*** MATERIAL PROVIDED Section Begins ***
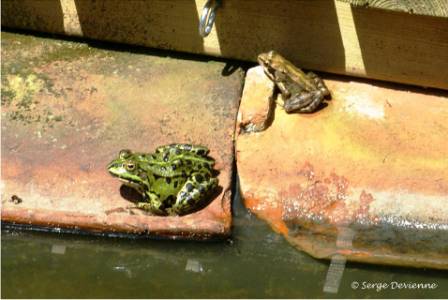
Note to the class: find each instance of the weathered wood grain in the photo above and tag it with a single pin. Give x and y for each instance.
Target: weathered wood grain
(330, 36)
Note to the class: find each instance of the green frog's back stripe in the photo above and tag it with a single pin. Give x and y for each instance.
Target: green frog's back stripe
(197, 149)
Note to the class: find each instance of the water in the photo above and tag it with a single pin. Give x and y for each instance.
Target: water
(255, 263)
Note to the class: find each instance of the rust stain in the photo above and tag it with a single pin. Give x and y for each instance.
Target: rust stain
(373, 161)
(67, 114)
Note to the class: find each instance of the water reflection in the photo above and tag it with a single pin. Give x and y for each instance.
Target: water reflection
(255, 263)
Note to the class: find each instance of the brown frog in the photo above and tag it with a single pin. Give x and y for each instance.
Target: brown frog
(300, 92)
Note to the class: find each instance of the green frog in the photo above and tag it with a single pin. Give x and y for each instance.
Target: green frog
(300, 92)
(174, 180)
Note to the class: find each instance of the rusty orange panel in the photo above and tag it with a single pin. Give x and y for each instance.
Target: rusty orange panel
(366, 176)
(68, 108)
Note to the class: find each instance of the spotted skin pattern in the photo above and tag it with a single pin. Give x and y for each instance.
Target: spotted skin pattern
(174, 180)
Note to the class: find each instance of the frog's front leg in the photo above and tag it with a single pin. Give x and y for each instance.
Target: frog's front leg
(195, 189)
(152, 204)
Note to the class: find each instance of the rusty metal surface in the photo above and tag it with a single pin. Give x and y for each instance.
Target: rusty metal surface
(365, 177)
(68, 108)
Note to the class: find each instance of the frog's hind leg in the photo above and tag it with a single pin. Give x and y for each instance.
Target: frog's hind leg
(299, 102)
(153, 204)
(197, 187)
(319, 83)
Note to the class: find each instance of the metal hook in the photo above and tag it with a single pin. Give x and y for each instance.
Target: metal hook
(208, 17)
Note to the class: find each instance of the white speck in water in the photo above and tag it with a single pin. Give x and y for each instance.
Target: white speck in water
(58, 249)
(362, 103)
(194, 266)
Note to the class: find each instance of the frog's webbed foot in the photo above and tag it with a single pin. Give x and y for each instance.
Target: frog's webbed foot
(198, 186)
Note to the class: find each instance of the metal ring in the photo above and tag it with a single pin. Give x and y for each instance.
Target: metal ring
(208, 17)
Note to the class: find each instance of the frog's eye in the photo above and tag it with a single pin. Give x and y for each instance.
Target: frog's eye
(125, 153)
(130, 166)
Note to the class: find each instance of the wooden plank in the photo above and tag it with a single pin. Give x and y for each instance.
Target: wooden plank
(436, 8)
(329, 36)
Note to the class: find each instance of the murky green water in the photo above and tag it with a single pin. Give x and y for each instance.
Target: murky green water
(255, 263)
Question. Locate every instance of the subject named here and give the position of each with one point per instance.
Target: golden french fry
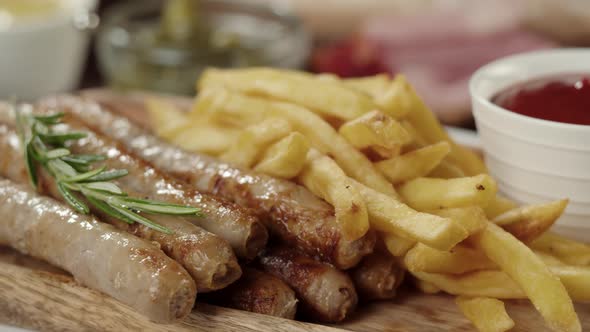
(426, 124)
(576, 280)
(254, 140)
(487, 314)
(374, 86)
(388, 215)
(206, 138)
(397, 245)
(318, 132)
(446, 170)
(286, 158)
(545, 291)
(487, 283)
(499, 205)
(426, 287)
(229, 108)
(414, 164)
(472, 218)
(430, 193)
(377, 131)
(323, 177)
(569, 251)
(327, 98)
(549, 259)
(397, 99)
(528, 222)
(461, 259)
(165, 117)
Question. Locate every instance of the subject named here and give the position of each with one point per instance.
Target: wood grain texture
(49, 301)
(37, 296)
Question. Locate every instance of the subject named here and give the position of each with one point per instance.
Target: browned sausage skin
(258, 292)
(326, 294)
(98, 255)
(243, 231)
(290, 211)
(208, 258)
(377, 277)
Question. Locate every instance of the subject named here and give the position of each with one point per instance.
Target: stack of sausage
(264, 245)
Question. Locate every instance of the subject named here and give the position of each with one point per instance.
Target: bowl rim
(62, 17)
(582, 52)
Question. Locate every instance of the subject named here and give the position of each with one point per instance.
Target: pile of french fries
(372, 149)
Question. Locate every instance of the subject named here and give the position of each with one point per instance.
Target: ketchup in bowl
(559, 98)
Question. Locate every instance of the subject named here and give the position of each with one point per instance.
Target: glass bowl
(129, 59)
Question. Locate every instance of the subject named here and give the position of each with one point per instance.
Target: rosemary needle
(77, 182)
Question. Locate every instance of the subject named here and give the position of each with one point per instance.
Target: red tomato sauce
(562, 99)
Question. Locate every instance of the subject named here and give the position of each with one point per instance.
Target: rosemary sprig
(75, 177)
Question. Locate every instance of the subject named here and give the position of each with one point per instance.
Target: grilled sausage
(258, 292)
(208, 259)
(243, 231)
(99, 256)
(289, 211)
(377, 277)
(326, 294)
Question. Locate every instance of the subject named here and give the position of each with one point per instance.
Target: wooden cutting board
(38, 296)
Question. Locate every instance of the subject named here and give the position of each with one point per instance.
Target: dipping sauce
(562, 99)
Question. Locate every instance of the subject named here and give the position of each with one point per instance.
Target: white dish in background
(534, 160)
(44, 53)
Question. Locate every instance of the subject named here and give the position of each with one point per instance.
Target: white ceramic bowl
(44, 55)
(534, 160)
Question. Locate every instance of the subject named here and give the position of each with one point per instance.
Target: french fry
*** MATERIAL PROVIDED Section Ends ***
PROBLEM DETAILS | Give back all the data exactly, minus pictures.

SOLUTION TO THIS EXERCISE |
Note to the class: find each instance of the weathered wood grain in the photo above and tag it with a single pin. Give x and y for each instance.
Target: weathered wood grain
(330, 36)
Note to the class: find each instance of the green frog's back stripe in the photo above and tag it with a single pin. Give x and y for each instance.
Target: green frog's back stripe
(197, 149)
Note to the class: find each instance of the water in the photo above and tag it with a single pin. Give x and y for each instance.
Target: water
(255, 263)
Note to the class: find each instance of the rust stain in the photo above and tag it with a single pin. Give x and y for each instance.
Target: rust stain
(373, 161)
(67, 114)
Note to the class: find each instance of the water reflection in the photo above and tag it with a single pin. Give x and y for each instance.
Target: water reflection
(255, 263)
Note to the class: find each instance of the brown frog in the photo above and tag it with a single pin. Give x and y for each instance.
Target: brown frog
(300, 92)
Note to the class: find each instance of the green frog in the photo above and tag it with a single pin. Give x and y for each instance.
Target: green frog
(300, 92)
(174, 180)
Note to the class: find each instance of the rusty orange panel in the photo above and tag it with a single pin. Give x and y for each instance.
Target: rusty orange panel
(366, 176)
(68, 108)
Note to the class: find each instance of the spotted skin pattern in the photo above and tag it with a single pin. Give x and y for each instance.
Target: spotted skin pattern
(174, 180)
Note to the class: find each instance of the frog's front leg in the photo above and tag it with a single pin. Give x and y for each instance.
Target: frog's front leg
(195, 189)
(152, 204)
Note to the class: find each instance of the rusty metal surface in the photo above and tag it with a single pin. Give x and y for each instance.
Target: rusty metal surface
(365, 177)
(68, 108)
Note to the class: find each instance of the frog's hind leg in the photo above and tag it with a single pin. Give x and y for each instance.
Target: frog's hind leg
(299, 102)
(153, 204)
(197, 187)
(319, 83)
Note to the class: find each instance of the metal hook in the photo above and tag it with a single pin. Give x and y for each instance.
Target: metal hook
(208, 17)
Note to the class: find each instance of the white speck in water in the photo above and tag it with a single pin. Give x and y for each instance.
Target: white speck in water
(58, 249)
(362, 103)
(194, 266)
Note to the class: find each instance of the frog's webbed foot in the photo above and tag it with a single pin. Give x and y for each instance.
Target: frog's webbed foot
(198, 186)
Note to the class: find each instance of the metal ring in the photo above and tag it with a single pin. Give x and y for each instance.
Target: metal ring
(208, 17)
Note to the class: find each instance of the frog's eye in the photo above and tag it with a single pin. Give x and y for each instance.
Target: frog's eye
(125, 153)
(130, 166)
Note to the class: find each instance of the wooden plank in the photo above and tag it with a single pin. Give x and y for each instance.
Target: wooden plank
(436, 8)
(329, 36)
Note to the class: find each instance of the murky green water in the photo above and tag it with a single pin. Give x and y for each instance.
Target: murky green water
(255, 263)
Question. Locate every instance of the subject named here and give the position of each with one point per instance.
Target: golden french fry
(426, 124)
(576, 280)
(254, 140)
(487, 314)
(374, 86)
(388, 215)
(206, 138)
(397, 245)
(318, 132)
(446, 170)
(286, 158)
(545, 291)
(487, 283)
(499, 205)
(426, 287)
(229, 108)
(414, 164)
(472, 218)
(430, 193)
(377, 131)
(323, 177)
(569, 251)
(327, 98)
(549, 259)
(397, 99)
(528, 222)
(461, 259)
(165, 117)
Question. Locate every instance of the subject named here and give the position of each with one point per instance.
Target: wood grain texture
(49, 301)
(37, 296)
Question. Locate every instance of the subject named here and give the position of each with one point per instance.
Target: browned sausage skin
(258, 292)
(326, 294)
(98, 255)
(243, 231)
(290, 211)
(208, 258)
(377, 277)
Question. Locate every instance of the subject named here and give the position of each with one point per instance.
Target: stack of sausage
(264, 245)
Question. Locate every instance of the subject named here and give the position of each with one point per instance.
Target: bowl rim
(62, 17)
(582, 52)
Question. Locate every instance of the subject named here and give the position of each with one point per instance.
Target: pile of french fries
(372, 149)
Question. Locate every instance of the subject named here and give the position of each with one point per instance.
Target: ketchup in bowl
(559, 98)
Question. Locate every instance of the subject named here and give the position of each with one point per instance.
Target: glass bowl
(129, 59)
Question. Locate every instance of the subject named here and give the position of each with one point per instance.
Target: rosemary needle
(77, 182)
Question. Locate every instance of the subject named here and give the position of each with one point per instance.
Target: red tomato sauce
(562, 99)
Question. Locate every instance of the subject named here and give the position of each with one point per instance.
Target: rosemary sprig
(75, 177)
Question. Locate every instance of the subject named here and give the position of each with one point per instance.
Target: grilled sausage
(258, 292)
(208, 259)
(243, 231)
(99, 256)
(289, 211)
(377, 277)
(326, 294)
Question. Locate every instance of the subject named here and give the position of each with one point per instance.
Target: wooden cutting board
(38, 296)
Question. Locate every instance of the subject named here and give the position of each with one point per instance.
Target: dipping sauce
(562, 99)
Question. Locate every instance of the subject named here and give the position of each with one point per instance.
Target: white dish in background
(534, 160)
(44, 53)
Question. Locate every instance of the subject named here and give the position of each with one point per instance.
Target: white ceramic bowl
(44, 55)
(534, 160)
Question. Locate every instance of the subject named here and give the position of each with one point per instance.
Target: french fry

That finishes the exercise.